Exercise instructions:
1) In the villains of stickiness text, how many points must lawyers stress in their closing arguments?
2) Reproduce the villains of stickiness text starting at "2. TENDENCY TO" and ending at "arguments, NOT 10.", substituting "Presenters" for "Public speakers".
3) Carry the villains of stickiness text forward from its final sentence with the next part.
┌─ Selected text
In the book Made To Stick, by Chip Heath and Dan Heath the authors do an excellent job of outlining ways to make concepts “stick.” Here I have transcribed the “villains” of stickiness from the back of the book. This is excellent to keep in mind…
VILLAINS OF STICKINESS
1. DON’T BURY THE LEAD – One of the worst things of knowing a lot or having a lot of information is that we are tempted to share it ALL. High school teachers will tell you that when students write research papers they include every unearthed fact, as if the quality is based on the data amassed rather than its purpose or clarity.
2. TENDENCY TO FOCUS ON THE PRESENTATION RATHER THAN ON THE MESSAGE – Public speakers naturally want to appear composed, charismatic and motivational. And certainly charisma will help a properly formed message stick better. But all the charisma in the world won’t help a dense unfocused speech.
3. DECISION PARALYSIS – the anxiety and irrationality that can emerge from excessive choice or ambiguous situations. To beat this, communicators have to do the hard work of uncovering the core. Lawyers must stress one or two points in their closing arguments, NOT 10.
└─
┌─ Stored records
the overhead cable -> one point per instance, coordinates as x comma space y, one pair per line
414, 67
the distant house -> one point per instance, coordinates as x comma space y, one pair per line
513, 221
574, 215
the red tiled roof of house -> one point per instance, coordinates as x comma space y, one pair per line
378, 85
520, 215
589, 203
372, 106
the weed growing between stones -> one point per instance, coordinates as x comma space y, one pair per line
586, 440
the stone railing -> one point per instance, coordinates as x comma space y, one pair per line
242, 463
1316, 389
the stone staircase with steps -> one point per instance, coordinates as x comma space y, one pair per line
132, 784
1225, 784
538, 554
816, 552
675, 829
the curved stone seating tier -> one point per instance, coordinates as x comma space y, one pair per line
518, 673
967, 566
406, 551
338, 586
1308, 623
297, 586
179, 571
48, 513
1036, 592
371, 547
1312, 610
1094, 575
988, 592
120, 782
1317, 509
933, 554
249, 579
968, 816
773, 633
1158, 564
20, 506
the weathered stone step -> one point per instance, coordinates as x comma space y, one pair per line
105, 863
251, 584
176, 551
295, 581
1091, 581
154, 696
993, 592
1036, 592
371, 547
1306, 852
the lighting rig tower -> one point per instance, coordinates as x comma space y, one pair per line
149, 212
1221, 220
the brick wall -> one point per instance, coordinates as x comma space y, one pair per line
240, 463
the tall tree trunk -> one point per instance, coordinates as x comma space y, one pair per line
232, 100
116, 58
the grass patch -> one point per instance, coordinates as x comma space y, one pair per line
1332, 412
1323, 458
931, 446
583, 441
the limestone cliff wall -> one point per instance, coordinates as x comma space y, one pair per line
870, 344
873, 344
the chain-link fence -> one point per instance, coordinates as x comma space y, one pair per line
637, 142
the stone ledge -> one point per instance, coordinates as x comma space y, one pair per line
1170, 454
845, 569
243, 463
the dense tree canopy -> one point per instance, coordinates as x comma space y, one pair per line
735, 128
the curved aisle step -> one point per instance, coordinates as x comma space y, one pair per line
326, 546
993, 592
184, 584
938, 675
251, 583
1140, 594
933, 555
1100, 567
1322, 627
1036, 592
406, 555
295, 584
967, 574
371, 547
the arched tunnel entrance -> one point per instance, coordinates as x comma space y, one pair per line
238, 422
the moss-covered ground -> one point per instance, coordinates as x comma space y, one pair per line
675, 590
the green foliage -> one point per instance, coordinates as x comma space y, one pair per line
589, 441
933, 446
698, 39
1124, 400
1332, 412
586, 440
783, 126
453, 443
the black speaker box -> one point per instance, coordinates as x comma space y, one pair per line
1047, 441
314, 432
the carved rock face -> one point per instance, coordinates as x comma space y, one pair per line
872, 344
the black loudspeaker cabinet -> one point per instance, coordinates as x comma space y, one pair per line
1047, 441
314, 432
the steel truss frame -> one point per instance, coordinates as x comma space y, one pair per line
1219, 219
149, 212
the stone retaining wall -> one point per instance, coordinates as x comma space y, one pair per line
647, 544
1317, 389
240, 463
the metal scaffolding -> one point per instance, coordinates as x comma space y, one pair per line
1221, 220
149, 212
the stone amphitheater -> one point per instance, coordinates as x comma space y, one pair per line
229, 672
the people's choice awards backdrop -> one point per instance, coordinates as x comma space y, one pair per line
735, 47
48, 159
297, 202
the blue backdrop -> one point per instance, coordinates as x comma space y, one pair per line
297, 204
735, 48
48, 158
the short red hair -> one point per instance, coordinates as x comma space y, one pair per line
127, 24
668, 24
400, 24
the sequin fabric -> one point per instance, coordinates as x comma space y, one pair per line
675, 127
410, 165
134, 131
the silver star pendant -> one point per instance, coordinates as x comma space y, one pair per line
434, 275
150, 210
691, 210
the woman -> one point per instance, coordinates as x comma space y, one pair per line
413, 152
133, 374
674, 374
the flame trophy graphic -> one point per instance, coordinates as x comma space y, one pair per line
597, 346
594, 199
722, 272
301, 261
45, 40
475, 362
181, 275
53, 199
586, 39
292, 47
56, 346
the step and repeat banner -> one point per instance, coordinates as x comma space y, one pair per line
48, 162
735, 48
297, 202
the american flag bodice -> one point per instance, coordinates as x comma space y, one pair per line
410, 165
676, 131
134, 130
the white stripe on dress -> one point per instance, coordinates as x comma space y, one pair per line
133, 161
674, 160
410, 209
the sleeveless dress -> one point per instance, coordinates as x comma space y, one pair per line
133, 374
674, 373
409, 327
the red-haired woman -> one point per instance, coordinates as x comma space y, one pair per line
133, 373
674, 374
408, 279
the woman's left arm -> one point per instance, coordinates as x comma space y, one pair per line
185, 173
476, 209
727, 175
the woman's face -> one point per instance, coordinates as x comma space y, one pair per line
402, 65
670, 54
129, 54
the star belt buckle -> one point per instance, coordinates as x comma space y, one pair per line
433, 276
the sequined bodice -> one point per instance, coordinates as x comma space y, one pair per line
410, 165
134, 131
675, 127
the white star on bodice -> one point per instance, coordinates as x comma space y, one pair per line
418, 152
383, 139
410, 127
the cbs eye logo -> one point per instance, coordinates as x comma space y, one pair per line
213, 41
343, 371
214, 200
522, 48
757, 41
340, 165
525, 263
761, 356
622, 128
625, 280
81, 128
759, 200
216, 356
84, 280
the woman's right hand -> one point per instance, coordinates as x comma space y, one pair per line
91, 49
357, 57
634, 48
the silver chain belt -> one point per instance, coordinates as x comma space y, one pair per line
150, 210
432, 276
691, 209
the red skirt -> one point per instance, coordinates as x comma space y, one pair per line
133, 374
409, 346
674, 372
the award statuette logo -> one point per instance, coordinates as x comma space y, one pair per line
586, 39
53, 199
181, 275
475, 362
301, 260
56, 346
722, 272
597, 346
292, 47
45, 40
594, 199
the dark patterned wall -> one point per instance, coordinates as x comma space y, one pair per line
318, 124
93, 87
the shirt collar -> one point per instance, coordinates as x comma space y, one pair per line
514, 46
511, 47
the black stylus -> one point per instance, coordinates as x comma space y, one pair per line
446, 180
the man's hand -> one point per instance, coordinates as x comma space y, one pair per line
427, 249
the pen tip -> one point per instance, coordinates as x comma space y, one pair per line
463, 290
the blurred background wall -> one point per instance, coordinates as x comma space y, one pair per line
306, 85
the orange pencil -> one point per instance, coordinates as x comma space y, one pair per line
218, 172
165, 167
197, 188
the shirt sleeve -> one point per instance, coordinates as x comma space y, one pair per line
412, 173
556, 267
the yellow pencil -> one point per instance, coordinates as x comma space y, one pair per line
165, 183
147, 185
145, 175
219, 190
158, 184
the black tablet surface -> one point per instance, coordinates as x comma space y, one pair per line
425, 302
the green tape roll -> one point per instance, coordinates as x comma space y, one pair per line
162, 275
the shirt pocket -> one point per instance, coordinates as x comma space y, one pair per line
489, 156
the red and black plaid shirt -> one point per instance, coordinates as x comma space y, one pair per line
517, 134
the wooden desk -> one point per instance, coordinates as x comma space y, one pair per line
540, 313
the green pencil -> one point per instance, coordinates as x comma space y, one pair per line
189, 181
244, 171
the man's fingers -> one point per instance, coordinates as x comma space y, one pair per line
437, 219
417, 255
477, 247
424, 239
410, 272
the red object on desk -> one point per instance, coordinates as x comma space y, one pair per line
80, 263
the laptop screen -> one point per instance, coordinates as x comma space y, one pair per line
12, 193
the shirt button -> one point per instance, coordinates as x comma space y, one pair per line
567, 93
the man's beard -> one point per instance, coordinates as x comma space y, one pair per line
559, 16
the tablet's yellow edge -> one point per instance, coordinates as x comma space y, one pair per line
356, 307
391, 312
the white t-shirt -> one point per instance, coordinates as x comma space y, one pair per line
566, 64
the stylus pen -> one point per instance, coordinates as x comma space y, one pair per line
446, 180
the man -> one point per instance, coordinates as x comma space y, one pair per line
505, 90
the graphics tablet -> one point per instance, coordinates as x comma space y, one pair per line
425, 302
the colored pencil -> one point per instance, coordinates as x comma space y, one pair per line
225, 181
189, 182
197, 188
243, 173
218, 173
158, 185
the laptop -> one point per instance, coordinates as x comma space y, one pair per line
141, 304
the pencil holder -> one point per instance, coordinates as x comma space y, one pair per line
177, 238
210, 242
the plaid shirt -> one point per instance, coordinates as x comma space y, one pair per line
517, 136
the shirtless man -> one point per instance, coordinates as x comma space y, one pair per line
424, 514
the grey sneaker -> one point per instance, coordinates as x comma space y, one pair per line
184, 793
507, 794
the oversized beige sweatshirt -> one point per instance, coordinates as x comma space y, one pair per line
└─
Response list:
1) One or two points, not 10.

2)
2. TENDENCY TO FOCUS ON THE PRESENTATION RATHER THAN ON THE MESSAGE – Presenters naturally want to appear composed, charismatic and motivational. And certainly charisma will help a properly formed message stick better. But all the charisma in the world won’t help a dense unfocused speech.
3. DECISION PARALYSIS – the anxiety and irrationality that can emerge from excessive choice or ambiguous situations. To beat this, communicators have to do the hard work of uncovering the core. Lawyers must stress one or two points in their closing arguments, NOT 10.

3)
4. THE CURSE OF KNOWLEDGE – the arch villain of sticky ideas. When the expert forgets what it’s like not to know something. So when you come to the point of sharing the answer, you will tend to communicate as if the audience were you. You’ll stress the scads of statistics that were pivotal in arriving at the answer, and then you will find that no one remembers them afterward. You’ll share the punch line, the over arching truth that emerged after months of analysis, and like the CEO who stresses “maximizing shareholder value” to his employees, no one will have a clue how the punch line relates to the day-to-day work. Sales managers think that once they have clicked though their Power Point showcasing their conclusions, they’ve successfully communicated their ideas. What they’ve done is shared data. If they are good speakers, they might even create a sense among their listeners that they are “decisive” or “managerial” or “motivational.” But the surprise will come when they realize that nothing they said had impact. They’ve shared data, but they haven’t created ideas that are useful and lasting. Nothing STUCK.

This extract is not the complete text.